◆ **Given exercise**:
Which lines in the items below contain the word "above", with case counting? Copy each of those lines.

◆ **Pointing dataset excerpts**:
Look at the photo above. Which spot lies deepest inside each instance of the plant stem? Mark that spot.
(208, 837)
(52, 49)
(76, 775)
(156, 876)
...
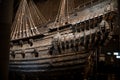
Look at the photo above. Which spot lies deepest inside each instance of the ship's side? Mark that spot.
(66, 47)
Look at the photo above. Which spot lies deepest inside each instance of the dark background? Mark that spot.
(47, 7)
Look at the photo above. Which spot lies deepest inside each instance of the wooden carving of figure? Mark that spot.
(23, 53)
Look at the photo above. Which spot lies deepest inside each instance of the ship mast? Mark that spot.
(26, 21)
* * *
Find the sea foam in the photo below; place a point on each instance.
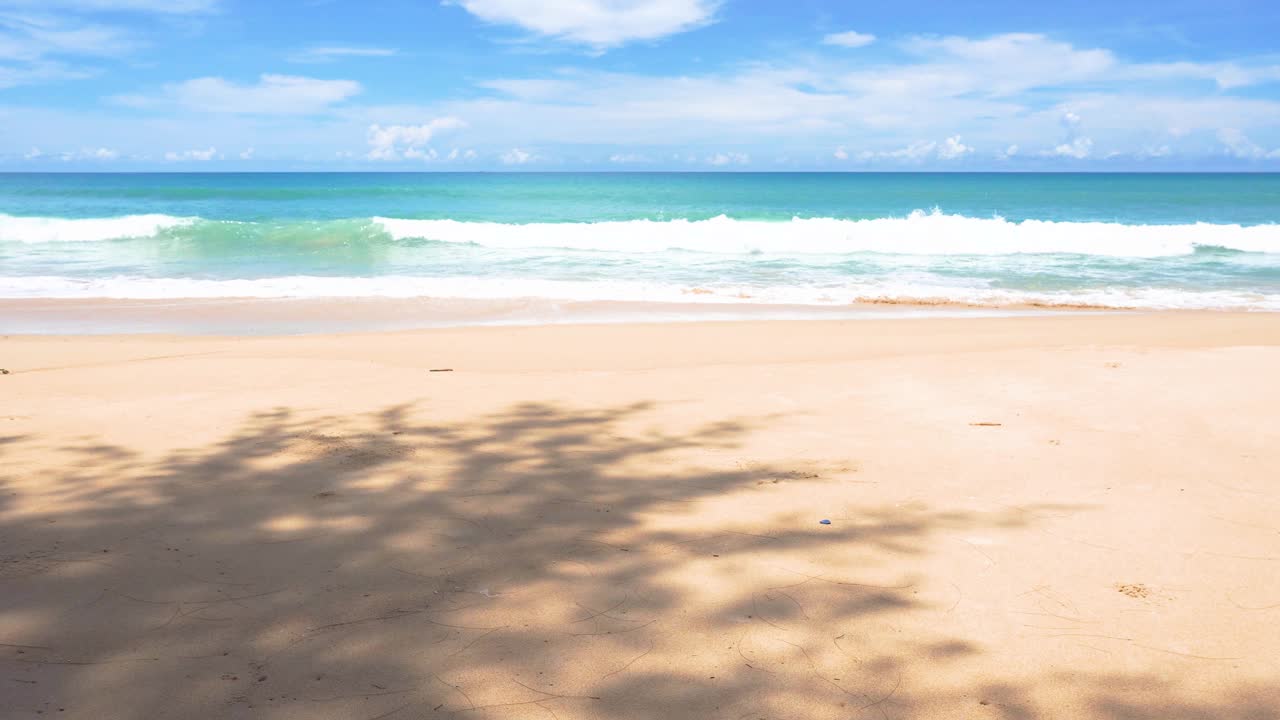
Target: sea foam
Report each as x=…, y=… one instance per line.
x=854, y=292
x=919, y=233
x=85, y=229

◆ **Worked answer**:
Look at the photo above. Which spot lies deepest inside each instance of the plant stem? Mark that spot.
Look at the photo above. Which spot lies deepest inside each instance of the ship's side? Mark that spot.
Look at the photo above. Which spot lies deepest inside each instance of the dark background? Mark that spot.
Look at the photo above. Which spot lies deepest inside each instance of the wooden carving of figure? Mark that spot.
Look at the photo above. Which spot lies deepest inside each instance of the ship mast? Mark that spot.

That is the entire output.